**INSTRUCTIONS:**
**a)** Answer these questions about the passage on World Water Day coverage, one answer per line:
(i) In which edition of Best American Science and Nature Writing was Postel's "Troubled Waters" included?
(ii) Which slums were the focus of the National Geographic article on sanitation?
(iii) How did the National Academy of Sciences study describe federal efforts to protect the endangered fish?
**b)** Resume the passage on World Water Day coverage and write what comes after its last sentence.
[PASSAGE]
Postel is the founder of the independent Global Water Policy Project, where her bio says she writes, lectures, and consults on global water issues. She is the author of two books, one of which was the basis for a 1997 PBS documentary, and “more than 100 articles” prominent newspapers, magazines, and journals. Postel’s article “Troubled Waters (pdf),” was selected for inclusion in the 2001 edition of Best American Science and Nature Writing.

Online on Monday, National Geographic News ran a few additional items about World Water Day. The most impressive was a story about the “two billion tons of human and animal waste and industrial pollution [that] are dumped into waterways every day around the world.” The article, which focused on sanitation issues in the Kibera slums of Nairobi, Kenya, was based on the U.N. report, “Sick Water?” as well as another one it released called “Clearing the Waters,” which most other outlets failed to mention. There is also a World Water Day photo gallery, a useful water resources page, and a complete archive of National Geographic’s clean-water coverage.

Coincidentally, a couple other water-related stories appeared on and around World Water Day. One of those provided an interesting follow-up to National Geographic’s feature on California’s overstressed water infrastructure. The feature focused on a choke-and-flood point of that system—the Sacramento-San Joaquin Delta, in northern California, whose waters are pumped to farms in the Central Valley and cities in Southern California—and plans to circumvent it with a new canal. Among the many problems afflicting the delta, including subsidence and earthquake vulnerability, is the decline in smelt, salmon, and other fish that live in or pass through it.

For two years, the U.S. Fish and Wildlife Service and National Marine Fisheries Service have required reductions in the amount of delta water pumped to farms, in order to help the fish recover. On Friday, the National Academy of Sciences released a study, which found that federal efforts to protect the endangered fish are “scientifically justified.” The study noted “uncertainty” about the timing of the water reductions, however, and that the decline in fish populations is not entirely caused by thirsty farms (pollution and invasive species could also be factors).

The academy’s study got fairly wide coverage. In California, the Stockton Record, located in the delta itself, had one of the best articles. The San Francisco Chronicle ran an editorial praising the study and an article that began, “Score one for the fish.” But a Los Angeles Times headline declared, “Scientists’ report only intensifies debate.” Likewise, a long article from Greenwire stressed that the academy had delivered a “mixed message.”
[/PASSAGE]
[THE DATA]
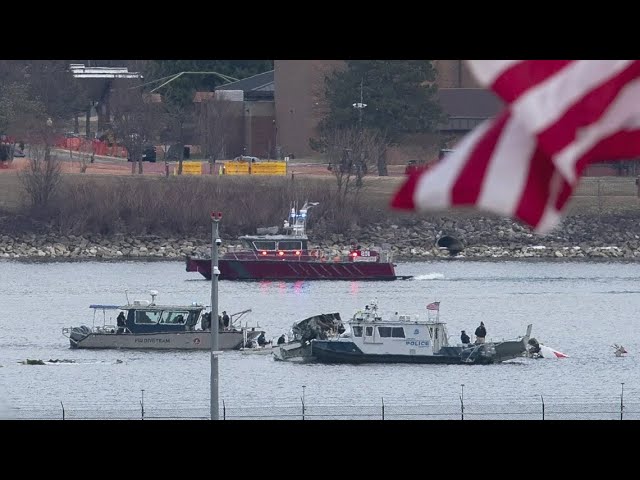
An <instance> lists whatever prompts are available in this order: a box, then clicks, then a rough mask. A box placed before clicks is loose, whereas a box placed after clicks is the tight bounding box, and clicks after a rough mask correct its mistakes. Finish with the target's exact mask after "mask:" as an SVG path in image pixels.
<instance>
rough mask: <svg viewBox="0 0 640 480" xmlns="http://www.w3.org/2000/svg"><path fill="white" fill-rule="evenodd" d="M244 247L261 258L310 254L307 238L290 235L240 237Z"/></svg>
mask: <svg viewBox="0 0 640 480" xmlns="http://www.w3.org/2000/svg"><path fill="white" fill-rule="evenodd" d="M240 241H241V242H242V245H243V246H244V247H245V248H246V249H247V250H250V251H252V252H255V253H256V254H257V255H259V256H263V257H265V256H267V257H274V256H275V257H282V256H289V255H294V256H302V255H308V254H309V247H308V239H307V238H306V237H304V238H303V237H299V238H292V237H290V236H288V235H255V236H252V235H245V236H243V237H240Z"/></svg>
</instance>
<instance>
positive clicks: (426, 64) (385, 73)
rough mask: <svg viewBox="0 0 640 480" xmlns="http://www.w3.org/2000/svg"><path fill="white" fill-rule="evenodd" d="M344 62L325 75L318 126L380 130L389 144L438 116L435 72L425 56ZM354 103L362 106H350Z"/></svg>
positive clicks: (434, 127) (425, 123)
mask: <svg viewBox="0 0 640 480" xmlns="http://www.w3.org/2000/svg"><path fill="white" fill-rule="evenodd" d="M346 63H347V68H346V69H344V70H339V71H336V72H334V73H333V74H332V75H330V76H328V77H327V78H326V83H325V101H326V107H327V115H326V117H325V118H324V119H323V120H322V121H321V122H320V130H321V131H327V130H328V129H336V128H337V129H343V128H350V127H354V126H359V127H360V128H362V129H374V130H378V131H381V132H384V133H385V135H386V136H387V138H388V139H389V141H390V143H392V144H393V143H397V142H398V141H399V139H400V138H401V137H402V135H404V134H411V133H425V132H432V131H434V130H435V129H436V127H437V125H438V124H439V123H440V122H441V121H442V119H443V115H442V111H441V109H440V106H439V105H438V103H437V102H436V100H435V94H436V91H437V87H436V84H435V80H436V73H437V72H436V69H435V68H434V66H433V64H432V62H431V61H430V60H348V61H347V62H346ZM361 93H362V97H361ZM361 98H362V102H361ZM358 103H363V104H365V105H366V107H363V108H357V106H356V107H354V104H358Z"/></svg>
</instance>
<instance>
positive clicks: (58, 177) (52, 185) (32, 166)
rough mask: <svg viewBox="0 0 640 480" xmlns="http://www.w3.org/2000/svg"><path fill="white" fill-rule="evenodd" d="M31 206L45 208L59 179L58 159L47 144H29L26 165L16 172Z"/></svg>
mask: <svg viewBox="0 0 640 480" xmlns="http://www.w3.org/2000/svg"><path fill="white" fill-rule="evenodd" d="M18 178H19V179H20V181H21V182H22V185H23V186H24V189H25V191H26V193H27V197H28V199H29V201H30V203H31V206H32V207H34V208H36V209H42V208H45V207H46V206H47V205H48V204H49V201H50V200H51V198H52V197H53V195H54V193H55V191H56V189H57V188H58V185H59V184H60V181H61V179H62V178H61V168H60V161H59V160H58V158H57V156H56V155H51V151H50V149H49V147H48V146H45V147H44V148H43V147H40V146H31V147H30V152H29V160H28V163H27V167H26V168H25V169H23V170H21V171H19V172H18Z"/></svg>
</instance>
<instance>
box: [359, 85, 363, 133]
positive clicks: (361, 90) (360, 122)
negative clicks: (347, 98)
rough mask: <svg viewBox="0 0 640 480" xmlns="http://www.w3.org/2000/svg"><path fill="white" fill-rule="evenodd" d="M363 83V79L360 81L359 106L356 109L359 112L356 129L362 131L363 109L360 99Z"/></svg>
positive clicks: (361, 101)
mask: <svg viewBox="0 0 640 480" xmlns="http://www.w3.org/2000/svg"><path fill="white" fill-rule="evenodd" d="M363 83H364V78H363V79H362V80H360V106H359V107H358V109H359V110H360V118H359V119H358V123H359V125H358V127H359V129H360V130H362V109H363V108H364V107H363V105H364V103H363V101H362V100H363V99H362V84H363Z"/></svg>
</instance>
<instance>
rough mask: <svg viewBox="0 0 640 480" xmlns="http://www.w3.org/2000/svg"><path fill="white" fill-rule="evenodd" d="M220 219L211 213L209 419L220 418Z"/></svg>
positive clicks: (218, 212) (221, 218)
mask: <svg viewBox="0 0 640 480" xmlns="http://www.w3.org/2000/svg"><path fill="white" fill-rule="evenodd" d="M221 219H222V212H217V213H216V212H212V213H211V220H212V222H211V322H210V328H211V382H210V383H211V399H210V402H211V405H210V408H211V412H210V413H211V420H219V419H220V404H219V399H218V354H219V353H220V352H219V351H218V344H219V338H218V329H219V328H220V325H219V323H218V275H220V270H219V269H218V246H219V245H220V244H221V243H222V242H221V240H220V238H218V223H219V222H220V220H221Z"/></svg>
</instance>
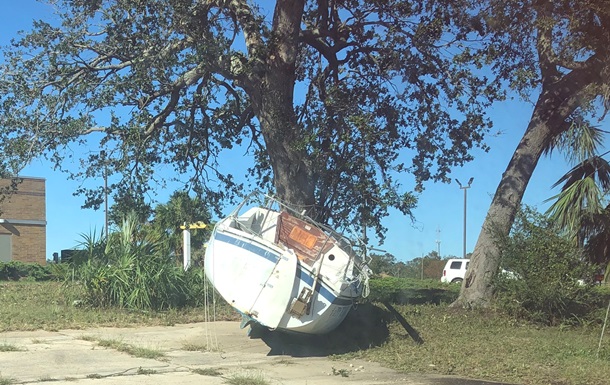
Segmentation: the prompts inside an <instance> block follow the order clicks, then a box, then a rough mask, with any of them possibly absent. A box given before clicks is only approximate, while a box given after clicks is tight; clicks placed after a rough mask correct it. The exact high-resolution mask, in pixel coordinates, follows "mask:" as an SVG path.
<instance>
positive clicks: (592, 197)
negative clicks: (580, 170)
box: [547, 176, 603, 234]
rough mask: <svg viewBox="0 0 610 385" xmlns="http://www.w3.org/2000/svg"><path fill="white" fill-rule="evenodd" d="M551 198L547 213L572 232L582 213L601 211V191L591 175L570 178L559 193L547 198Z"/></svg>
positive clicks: (601, 191) (548, 199)
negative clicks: (574, 177)
mask: <svg viewBox="0 0 610 385" xmlns="http://www.w3.org/2000/svg"><path fill="white" fill-rule="evenodd" d="M552 200H555V202H554V203H553V204H552V205H551V207H549V209H548V210H547V215H549V217H550V218H551V220H553V221H555V222H556V223H557V225H559V226H560V227H562V228H565V229H567V230H568V231H569V232H571V233H573V234H575V233H576V232H577V231H578V229H579V227H580V222H581V219H582V216H583V214H584V213H601V212H602V211H603V192H602V190H601V189H600V186H599V185H598V184H597V183H596V181H595V179H594V178H593V177H591V176H585V177H584V178H582V179H574V180H570V183H569V184H568V183H566V185H565V186H564V188H563V189H562V190H561V192H560V193H559V194H557V195H555V196H553V197H551V198H549V199H547V201H552Z"/></svg>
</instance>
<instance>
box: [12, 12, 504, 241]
mask: <svg viewBox="0 0 610 385" xmlns="http://www.w3.org/2000/svg"><path fill="white" fill-rule="evenodd" d="M52 4H53V5H54V7H55V9H56V11H57V15H56V16H55V17H53V18H49V20H46V21H42V20H41V21H36V22H35V23H34V25H33V28H32V30H31V31H27V32H25V33H24V34H23V35H22V36H21V37H20V38H18V39H16V40H15V41H14V42H13V44H12V46H10V47H7V48H6V49H4V51H3V54H4V60H5V62H4V64H3V66H2V73H1V75H0V89H1V90H2V92H1V94H2V95H1V96H0V99H1V105H0V114H1V115H0V119H1V121H0V128H1V131H0V153H1V154H2V155H1V159H2V171H3V172H15V171H19V169H20V168H21V167H22V166H23V164H24V162H27V161H28V160H30V159H32V158H33V157H41V156H42V157H46V158H47V159H49V160H51V161H52V162H54V163H55V164H56V165H57V167H60V168H61V167H62V165H63V164H64V163H63V161H64V159H65V158H66V157H69V156H71V154H72V152H71V150H70V149H71V146H73V145H74V143H84V144H85V145H87V146H89V148H90V152H89V153H88V154H87V155H86V156H85V157H84V158H83V159H82V160H81V161H82V169H81V170H78V171H75V170H68V171H72V174H74V175H73V176H74V177H84V178H90V177H99V176H100V175H101V173H102V172H103V170H104V169H106V170H108V172H110V173H117V174H120V175H121V176H122V178H121V180H120V181H118V182H116V183H113V184H112V185H111V186H110V188H111V189H113V191H116V192H117V193H118V194H132V195H141V194H143V193H145V192H146V191H147V189H148V188H150V186H152V184H151V183H149V182H150V181H151V180H156V179H157V178H159V174H158V173H157V172H156V169H157V167H159V166H162V167H165V168H167V167H170V168H173V170H174V174H173V175H177V178H178V179H179V180H181V181H183V182H185V184H186V185H187V187H188V188H191V189H192V190H194V191H196V192H197V193H200V194H202V195H205V197H206V199H207V200H208V201H212V202H221V201H223V200H226V199H227V198H232V197H234V196H235V195H236V194H237V193H239V192H241V191H243V190H247V189H248V188H252V186H244V185H243V184H241V183H238V182H237V180H238V179H236V178H235V177H234V176H233V175H231V174H230V173H228V172H227V171H226V170H225V169H224V168H223V166H224V165H223V164H219V162H218V156H219V154H220V153H221V152H222V151H224V150H229V149H232V148H233V149H237V150H238V151H237V152H236V153H234V155H233V156H234V157H241V156H243V154H244V152H246V153H247V154H248V155H249V156H250V158H249V159H251V160H252V164H251V165H250V167H249V168H248V170H247V171H248V172H249V174H250V176H251V179H250V180H251V181H253V183H254V184H255V185H257V186H258V187H260V188H263V189H265V190H271V191H275V193H277V194H278V195H279V196H280V197H281V198H283V199H285V200H286V201H288V202H289V203H292V204H294V205H300V206H302V207H303V208H304V209H308V210H310V212H311V213H312V214H315V215H317V216H318V217H319V218H320V219H321V220H323V221H330V222H334V224H335V225H337V226H342V225H344V224H346V223H347V222H349V221H353V219H354V218H358V219H359V220H358V223H359V224H360V225H367V226H375V227H376V228H377V230H378V231H379V232H380V233H379V234H380V235H381V232H382V230H383V228H382V227H381V226H380V225H379V224H380V220H381V218H383V217H384V216H385V215H387V212H388V209H389V208H390V207H395V208H398V209H399V210H401V211H402V212H404V213H407V214H408V213H409V212H410V209H411V208H412V207H413V205H414V204H415V202H416V199H415V196H414V194H413V193H411V192H410V191H411V190H412V189H415V190H417V189H421V187H422V183H423V182H425V181H426V180H430V179H431V180H437V181H438V180H447V174H448V173H449V172H450V170H451V169H452V168H453V167H455V166H459V165H462V164H463V163H464V162H466V161H469V160H471V155H470V154H469V151H470V150H471V149H472V148H473V147H477V146H479V147H484V143H483V139H484V135H485V133H486V132H487V130H488V129H489V122H488V120H486V119H485V117H484V114H483V113H484V110H485V108H486V107H488V106H489V103H490V102H491V101H492V100H494V99H495V98H497V97H498V96H499V92H498V89H497V85H495V84H490V83H489V82H488V81H487V79H486V78H485V77H482V76H477V75H476V74H474V73H473V72H472V71H471V70H474V71H478V69H477V67H476V66H472V65H471V63H472V61H471V59H473V58H474V56H471V55H470V54H467V55H464V54H463V53H464V49H466V48H467V47H469V45H470V44H472V42H471V41H469V39H471V38H473V37H478V34H477V32H475V31H476V30H477V28H478V26H479V24H478V23H473V22H472V20H473V19H472V18H471V17H470V16H469V15H468V13H467V1H461V0H458V1H455V0H451V1H449V0H447V1H444V0H441V1H416V2H410V1H404V0H389V1H363V0H362V1H361V0H317V1H305V0H277V1H276V2H275V3H274V4H271V2H260V3H259V4H256V3H255V2H253V1H247V0H54V1H52ZM479 32H480V31H479ZM469 52H471V51H469ZM87 136H89V139H84V138H86V137H87ZM92 147H93V148H92ZM102 150H103V151H102ZM244 171H245V170H244ZM404 173H410V174H412V175H414V181H415V182H414V183H415V184H414V186H412V185H409V186H401V185H400V184H399V183H398V182H397V177H398V176H400V175H403V174H404ZM113 180H114V179H113ZM211 181H213V183H212V182H211ZM81 193H84V194H85V195H86V198H87V200H86V203H87V204H88V205H90V206H96V205H99V203H100V202H101V198H102V196H103V193H104V191H103V188H102V187H100V188H98V189H93V190H83V191H81Z"/></svg>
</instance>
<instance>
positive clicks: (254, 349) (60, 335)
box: [0, 322, 492, 385]
mask: <svg viewBox="0 0 610 385" xmlns="http://www.w3.org/2000/svg"><path fill="white" fill-rule="evenodd" d="M255 332H256V330H255ZM254 334H258V335H253V336H248V331H247V329H240V324H239V322H213V323H196V324H187V325H174V326H167V327H160V326H157V327H137V328H95V329H86V330H62V331H57V332H46V331H35V332H7V333H0V347H3V348H2V349H0V383H4V382H2V381H3V380H6V379H8V380H11V381H12V383H16V384H26V383H28V384H29V383H37V382H47V381H54V383H59V384H63V383H66V384H67V383H70V384H74V383H75V382H77V383H83V384H88V383H90V382H93V381H95V384H96V385H112V384H125V383H129V384H185V385H189V384H201V383H205V384H206V385H208V384H209V385H214V384H226V383H230V382H231V380H236V379H238V380H241V381H245V382H239V383H241V384H248V383H255V384H260V383H264V384H269V385H275V384H278V385H279V384H284V385H292V384H295V385H296V384H299V385H306V384H308V385H312V384H316V385H317V384H320V385H326V384H329V385H330V384H341V383H348V384H363V385H364V384H369V385H373V384H375V385H382V384H410V385H449V384H455V385H468V384H478V385H484V384H492V383H490V382H481V381H471V380H464V379H459V378H454V377H441V376H422V375H414V374H406V373H399V372H396V371H393V370H390V369H387V368H383V367H382V366H380V365H379V364H376V363H373V362H367V361H363V360H347V361H344V360H335V359H332V358H329V357H328V349H329V347H332V346H336V343H335V342H336V341H332V339H328V338H326V339H316V338H296V339H295V338H292V337H286V336H283V335H279V334H277V333H254ZM369 342H370V341H369ZM100 345H103V346H112V347H103V346H100ZM116 346H122V347H129V348H130V349H131V350H132V352H129V351H128V350H130V349H120V348H117V347H116ZM347 348H349V346H348V347H347ZM136 349H144V350H146V351H152V352H155V353H157V354H158V355H159V357H156V358H138V357H136V356H134V353H133V350H136ZM343 349H346V348H343ZM120 350H126V351H125V352H122V351H120ZM248 381H250V382H248ZM255 381H262V382H255Z"/></svg>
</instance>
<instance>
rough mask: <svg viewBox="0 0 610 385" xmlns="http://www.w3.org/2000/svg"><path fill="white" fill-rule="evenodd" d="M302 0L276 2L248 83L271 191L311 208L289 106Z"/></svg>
mask: <svg viewBox="0 0 610 385" xmlns="http://www.w3.org/2000/svg"><path fill="white" fill-rule="evenodd" d="M304 6H305V5H304V1H303V0H278V1H277V2H276V6H275V10H274V15H273V25H272V36H271V38H270V39H269V42H268V43H267V44H268V46H266V47H259V51H260V52H264V53H261V57H260V60H261V63H264V65H263V66H260V67H259V68H258V70H260V73H259V75H260V77H257V79H258V80H257V81H256V82H255V83H250V86H251V87H250V89H251V90H255V91H254V92H249V95H250V98H251V100H252V104H253V107H254V110H255V113H256V116H257V118H258V119H259V122H260V126H261V131H262V134H263V137H264V139H265V145H266V148H267V153H268V154H269V160H270V162H271V168H272V170H273V185H274V187H275V190H276V194H277V195H278V197H279V198H281V199H282V200H283V201H285V202H286V203H289V204H291V205H294V206H297V207H298V208H301V209H307V210H310V209H312V208H313V207H314V203H315V199H314V179H313V175H312V171H311V166H310V162H309V161H308V154H307V150H306V148H305V146H304V145H303V144H302V141H303V135H302V132H301V129H300V127H299V126H298V124H297V118H296V115H295V110H294V85H295V81H296V79H295V76H296V75H295V74H296V71H295V69H296V60H297V54H298V44H299V32H300V27H301V18H302V16H303V9H304Z"/></svg>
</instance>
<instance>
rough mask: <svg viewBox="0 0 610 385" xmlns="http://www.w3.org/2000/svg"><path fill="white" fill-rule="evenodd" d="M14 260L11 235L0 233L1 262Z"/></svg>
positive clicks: (0, 254)
mask: <svg viewBox="0 0 610 385" xmlns="http://www.w3.org/2000/svg"><path fill="white" fill-rule="evenodd" d="M12 260H13V253H12V247H11V235H10V234H0V262H10V261H12Z"/></svg>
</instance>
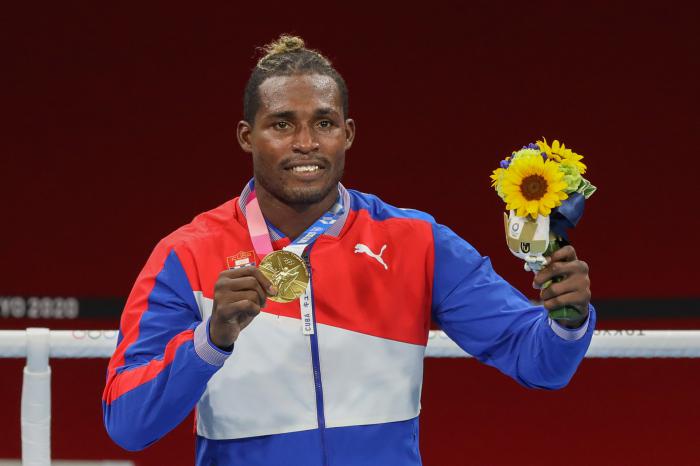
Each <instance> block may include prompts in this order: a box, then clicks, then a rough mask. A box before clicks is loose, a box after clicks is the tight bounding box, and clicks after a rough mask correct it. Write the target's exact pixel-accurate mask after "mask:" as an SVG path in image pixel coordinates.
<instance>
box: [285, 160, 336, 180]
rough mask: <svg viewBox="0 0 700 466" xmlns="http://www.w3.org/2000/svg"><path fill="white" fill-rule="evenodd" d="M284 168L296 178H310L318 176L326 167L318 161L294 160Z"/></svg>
[/THE DATA]
**ANSWERS TO THE EXERCISE:**
**a)**
(i) The 2001 edition
(ii) The Kibera slums of Nairobi, Kenya
(iii) As "scientifically justified"

**b)**
The other big news over the weekend was the Environmental Protection Agency’s announcement on Monday that it will impose stricter limits on four carcinogenic contaminants as part of a new strategy to streamline and improve drinking water regulations. According to an article from Greenwire, EPA administrator Lisa Jackson said the agency is taking a four-pronged approach: “addressing contaminants in groups rather than individually, fostering the development of new treatment technologies, using multiple statutes to safeguard water supplies, and enhancing state and local partnerships.”

The EPA’s actions follow an ongoing New York Times series called “Toxic Waters,” a multimedia investigation of water pollution across the country, and of the effectiveness of the Clean Water Act and the Safe Drinking Water Act. The series, by Charles Duhigg, won second-place place in this year’s John B. Oakes Award, administered by Columbia University’s Graduate School of Journalism, for outstanding environmental journalism.

It would be nice to see more outlets devote extra time and resources into coverage of freshwater issues in the way that National Geographic, The New York Times, and others have. Reporters need not depend on events such as World Water Day. This is a local story as much as it is a global one. We may dam and divert rivers, but ultimately, it is water that guides the course of human civilization—not the other way around.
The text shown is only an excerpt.